» Job: The entries need to be copied exactly.

» Data for this task:
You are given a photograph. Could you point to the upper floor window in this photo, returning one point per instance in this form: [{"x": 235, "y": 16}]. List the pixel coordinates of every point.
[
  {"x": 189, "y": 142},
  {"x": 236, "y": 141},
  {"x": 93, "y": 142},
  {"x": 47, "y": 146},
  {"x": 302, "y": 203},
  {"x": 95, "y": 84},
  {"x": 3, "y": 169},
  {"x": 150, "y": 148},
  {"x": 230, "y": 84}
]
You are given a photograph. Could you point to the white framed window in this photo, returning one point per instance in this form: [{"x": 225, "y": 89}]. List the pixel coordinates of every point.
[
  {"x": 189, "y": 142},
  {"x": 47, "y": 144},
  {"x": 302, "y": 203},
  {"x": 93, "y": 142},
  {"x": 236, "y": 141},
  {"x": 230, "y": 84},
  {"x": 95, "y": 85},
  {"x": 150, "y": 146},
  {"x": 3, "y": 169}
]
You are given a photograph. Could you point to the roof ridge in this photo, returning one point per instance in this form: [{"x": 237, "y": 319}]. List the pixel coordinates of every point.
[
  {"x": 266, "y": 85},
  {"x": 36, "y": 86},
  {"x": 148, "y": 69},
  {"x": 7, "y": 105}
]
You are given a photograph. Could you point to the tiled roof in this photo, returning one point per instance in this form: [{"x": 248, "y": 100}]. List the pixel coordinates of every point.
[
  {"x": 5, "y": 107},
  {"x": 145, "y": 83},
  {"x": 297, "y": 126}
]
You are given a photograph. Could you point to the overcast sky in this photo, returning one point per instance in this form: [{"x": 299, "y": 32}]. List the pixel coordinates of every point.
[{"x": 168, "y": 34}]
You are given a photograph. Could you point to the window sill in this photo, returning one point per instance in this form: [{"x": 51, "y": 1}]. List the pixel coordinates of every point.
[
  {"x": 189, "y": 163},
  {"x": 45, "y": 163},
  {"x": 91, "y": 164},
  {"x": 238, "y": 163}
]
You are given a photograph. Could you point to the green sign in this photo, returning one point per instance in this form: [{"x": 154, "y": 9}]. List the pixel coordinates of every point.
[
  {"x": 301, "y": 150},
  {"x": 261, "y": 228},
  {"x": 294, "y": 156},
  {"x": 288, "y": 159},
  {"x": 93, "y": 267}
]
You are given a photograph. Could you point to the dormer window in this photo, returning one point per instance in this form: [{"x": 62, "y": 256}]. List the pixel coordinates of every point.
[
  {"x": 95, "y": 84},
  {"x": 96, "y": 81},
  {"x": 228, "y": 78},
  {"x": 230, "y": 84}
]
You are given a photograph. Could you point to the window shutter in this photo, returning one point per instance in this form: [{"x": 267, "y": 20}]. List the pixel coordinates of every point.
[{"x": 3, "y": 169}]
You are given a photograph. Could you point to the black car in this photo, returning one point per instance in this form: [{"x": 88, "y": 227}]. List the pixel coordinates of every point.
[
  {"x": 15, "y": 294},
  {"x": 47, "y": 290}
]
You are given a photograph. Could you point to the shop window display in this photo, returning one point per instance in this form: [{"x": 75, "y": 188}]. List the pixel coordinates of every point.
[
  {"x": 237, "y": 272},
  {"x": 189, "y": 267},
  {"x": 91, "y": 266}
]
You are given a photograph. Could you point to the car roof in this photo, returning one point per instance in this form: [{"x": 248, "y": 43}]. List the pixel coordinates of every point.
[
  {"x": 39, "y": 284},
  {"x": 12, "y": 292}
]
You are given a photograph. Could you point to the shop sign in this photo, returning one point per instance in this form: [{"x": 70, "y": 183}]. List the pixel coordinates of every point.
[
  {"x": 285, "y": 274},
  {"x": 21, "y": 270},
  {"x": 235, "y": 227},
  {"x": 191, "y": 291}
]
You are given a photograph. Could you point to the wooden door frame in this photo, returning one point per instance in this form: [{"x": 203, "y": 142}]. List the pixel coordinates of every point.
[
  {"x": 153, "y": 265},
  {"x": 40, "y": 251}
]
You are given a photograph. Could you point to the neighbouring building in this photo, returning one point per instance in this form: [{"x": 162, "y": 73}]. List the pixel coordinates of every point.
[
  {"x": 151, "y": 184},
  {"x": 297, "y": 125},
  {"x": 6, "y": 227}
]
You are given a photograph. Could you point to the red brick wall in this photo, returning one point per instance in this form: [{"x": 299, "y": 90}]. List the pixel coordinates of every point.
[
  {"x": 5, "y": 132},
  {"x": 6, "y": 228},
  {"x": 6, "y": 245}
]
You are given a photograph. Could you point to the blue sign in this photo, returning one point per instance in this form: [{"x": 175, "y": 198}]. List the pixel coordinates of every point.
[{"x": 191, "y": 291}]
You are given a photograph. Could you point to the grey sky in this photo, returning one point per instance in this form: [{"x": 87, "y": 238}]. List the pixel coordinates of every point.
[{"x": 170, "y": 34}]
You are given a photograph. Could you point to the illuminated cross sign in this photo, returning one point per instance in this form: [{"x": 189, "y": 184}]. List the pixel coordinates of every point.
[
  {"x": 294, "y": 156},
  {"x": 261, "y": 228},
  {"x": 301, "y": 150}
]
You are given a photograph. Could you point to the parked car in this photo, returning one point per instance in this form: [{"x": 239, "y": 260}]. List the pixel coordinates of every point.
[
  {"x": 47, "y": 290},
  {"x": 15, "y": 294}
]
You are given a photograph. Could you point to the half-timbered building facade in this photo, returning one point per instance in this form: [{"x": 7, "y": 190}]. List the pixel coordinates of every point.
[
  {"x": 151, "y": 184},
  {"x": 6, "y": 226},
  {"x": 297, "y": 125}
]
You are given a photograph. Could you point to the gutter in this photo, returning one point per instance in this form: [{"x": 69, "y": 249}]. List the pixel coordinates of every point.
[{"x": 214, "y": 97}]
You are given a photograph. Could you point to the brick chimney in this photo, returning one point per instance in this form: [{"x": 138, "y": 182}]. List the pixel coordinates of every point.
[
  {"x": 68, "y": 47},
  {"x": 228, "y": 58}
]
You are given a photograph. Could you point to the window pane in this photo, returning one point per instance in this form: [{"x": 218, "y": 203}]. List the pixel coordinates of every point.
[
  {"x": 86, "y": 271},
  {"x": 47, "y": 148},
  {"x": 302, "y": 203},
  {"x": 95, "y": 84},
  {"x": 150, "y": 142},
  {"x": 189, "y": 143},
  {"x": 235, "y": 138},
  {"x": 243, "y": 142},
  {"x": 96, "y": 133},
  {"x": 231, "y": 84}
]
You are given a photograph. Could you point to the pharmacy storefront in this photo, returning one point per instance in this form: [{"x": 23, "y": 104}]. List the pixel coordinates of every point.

» Problem solution:
You are given a photograph. Could you point to the upper floor window in this photo, returning one point per instance in this form: [{"x": 235, "y": 16}]. List the pixel coordinates of every point.
[
  {"x": 189, "y": 142},
  {"x": 236, "y": 141},
  {"x": 93, "y": 142},
  {"x": 47, "y": 146},
  {"x": 302, "y": 203},
  {"x": 95, "y": 84},
  {"x": 3, "y": 169},
  {"x": 150, "y": 148},
  {"x": 230, "y": 84}
]
You are given a photograph. Could you point to the white framed window in this photo, returning one point per instance in this form: [{"x": 225, "y": 89}]. List the pixel coordinates of every point.
[
  {"x": 189, "y": 142},
  {"x": 47, "y": 144},
  {"x": 302, "y": 203},
  {"x": 93, "y": 142},
  {"x": 236, "y": 141},
  {"x": 230, "y": 84},
  {"x": 95, "y": 85},
  {"x": 150, "y": 146},
  {"x": 3, "y": 169}
]
You are given a photograph. Could you point to the roof ridge in this photo, returning one point per instance in this form: [{"x": 237, "y": 319}]. List the pixel coordinates of every point.
[
  {"x": 266, "y": 85},
  {"x": 36, "y": 86},
  {"x": 148, "y": 69},
  {"x": 7, "y": 105}
]
You are given a photograph. Could you point to the tiled roof in this photo, returning one point per instance in this form: [{"x": 248, "y": 100}]. List the pixel coordinates of every point.
[
  {"x": 5, "y": 107},
  {"x": 145, "y": 83},
  {"x": 297, "y": 126}
]
You are given a photograph. Could you point to the overcast sky in this photo, returning one point per instance in this form: [{"x": 299, "y": 32}]. List the pixel coordinates of every point.
[{"x": 168, "y": 34}]
You are given a photograph. Could you point to the window sill in this photo, returning one point per instance in this form: [{"x": 51, "y": 1}]. List the pixel coordinates of every point.
[
  {"x": 189, "y": 163},
  {"x": 45, "y": 163},
  {"x": 91, "y": 164},
  {"x": 238, "y": 163}
]
You are given a photograph. Could you point to the green sign in this photo, returning one point per instance in this form: [{"x": 154, "y": 9}]. List the pixel coordinates of every point.
[
  {"x": 301, "y": 150},
  {"x": 261, "y": 228},
  {"x": 294, "y": 156},
  {"x": 288, "y": 159},
  {"x": 93, "y": 267}
]
You are given a photograph. Could you point to the dormer window in this photo, returning one point per instance in this form: [{"x": 62, "y": 256}]. List the pixel coordinates of every point.
[
  {"x": 95, "y": 84},
  {"x": 96, "y": 81},
  {"x": 228, "y": 78},
  {"x": 230, "y": 84}
]
You are given a photograph. Could you point to the window shutter in this photo, returning one point per instance in this form: [{"x": 267, "y": 20}]. List the pixel coordinates of every point.
[{"x": 3, "y": 169}]
You are given a photograph. Could you point to the black car in this photo, returning one point per instance in this form: [{"x": 88, "y": 227}]. List the pixel coordinates of every point.
[
  {"x": 15, "y": 294},
  {"x": 47, "y": 290}
]
You are given a photograph. Could you point to the shop window display in this photo, returning one point per instance in this form: [{"x": 75, "y": 188}]. List the pixel coordinates of every point.
[
  {"x": 237, "y": 272},
  {"x": 189, "y": 267},
  {"x": 91, "y": 266}
]
You are given a photograph. Could you point to the car roof in this photo, returning one point per instance in this form: [{"x": 248, "y": 43}]. List the pixel coordinates of every point.
[
  {"x": 39, "y": 284},
  {"x": 12, "y": 292}
]
You are given a photograph. Could you point to the shop sign in this photo, returning one point per instance in this form: [{"x": 70, "y": 183}]. List the pixel coordinates of every point.
[
  {"x": 285, "y": 274},
  {"x": 21, "y": 270},
  {"x": 235, "y": 227},
  {"x": 191, "y": 291}
]
You are given a photograph. Could you point to the wooden door frame in this photo, returning one point per instance in this form: [{"x": 203, "y": 142}]. List the pixel coordinates of every point.
[
  {"x": 153, "y": 265},
  {"x": 40, "y": 251}
]
You are given a photograph. Could you point to the neighbouring building in this photo, returning one point per instance in this form: [{"x": 162, "y": 73}]. List the pixel coordinates of every point.
[
  {"x": 151, "y": 184},
  {"x": 297, "y": 125},
  {"x": 6, "y": 227}
]
You are given a photograph. Could you point to the red brick wall in this photo, returning one point per instance in this form: [{"x": 299, "y": 90}]. List the pixel coordinates of every point.
[
  {"x": 5, "y": 132},
  {"x": 6, "y": 228},
  {"x": 6, "y": 245}
]
You are given a photograph. Could you point to the blue sign in this photo, returning one point per instance in this form: [{"x": 175, "y": 198}]. List the pixel coordinates of every point.
[{"x": 191, "y": 291}]
You are given a photograph. Could you point to the grey sky in this photo, returning one point per instance in this form: [{"x": 87, "y": 238}]. List the pixel coordinates of every point.
[{"x": 170, "y": 34}]
You are given a photograph. Could you point to the illuminated cross sign in this photo, returning one point per instance in this form: [{"x": 189, "y": 184}]. List the pixel coordinates of every point.
[
  {"x": 294, "y": 156},
  {"x": 261, "y": 228},
  {"x": 301, "y": 150}
]
You are given a photograph. Could you point to the parked car in this photo, returning one point per instance in this form: [{"x": 239, "y": 260}]. List the pixel coordinates of every point.
[
  {"x": 47, "y": 290},
  {"x": 15, "y": 294}
]
You are given a photograph. Could you point to the half-timbered building facade in this photo, returning one point per instance in this form: [{"x": 7, "y": 190}]. List the pixel coordinates of every point.
[
  {"x": 151, "y": 184},
  {"x": 6, "y": 226},
  {"x": 297, "y": 125}
]
You are given a photograph. Could you point to the gutter in this photo, returning one point per instance in this form: [{"x": 69, "y": 249}]. List the pixel coordinates of every point.
[{"x": 214, "y": 97}]
You are given a photograph. Could you point to the brick chimney in this photo, returning one point per instance in this form: [{"x": 138, "y": 182}]. List the pixel coordinates of every point.
[
  {"x": 68, "y": 47},
  {"x": 228, "y": 58}
]
You are given a photograph. Could you point to the window pane in this photo, returning one point per instance in this form: [{"x": 218, "y": 203}]. List the pixel coordinates of every point.
[
  {"x": 86, "y": 271},
  {"x": 47, "y": 148},
  {"x": 302, "y": 203},
  {"x": 95, "y": 84},
  {"x": 150, "y": 142},
  {"x": 189, "y": 143},
  {"x": 235, "y": 138},
  {"x": 243, "y": 142},
  {"x": 96, "y": 133},
  {"x": 231, "y": 84}
]
You are given a photograph. Could you point to the pharmacy storefront in this photo, returning one point per instance in this form: [{"x": 23, "y": 104}]. List the pixel coordinates of every point.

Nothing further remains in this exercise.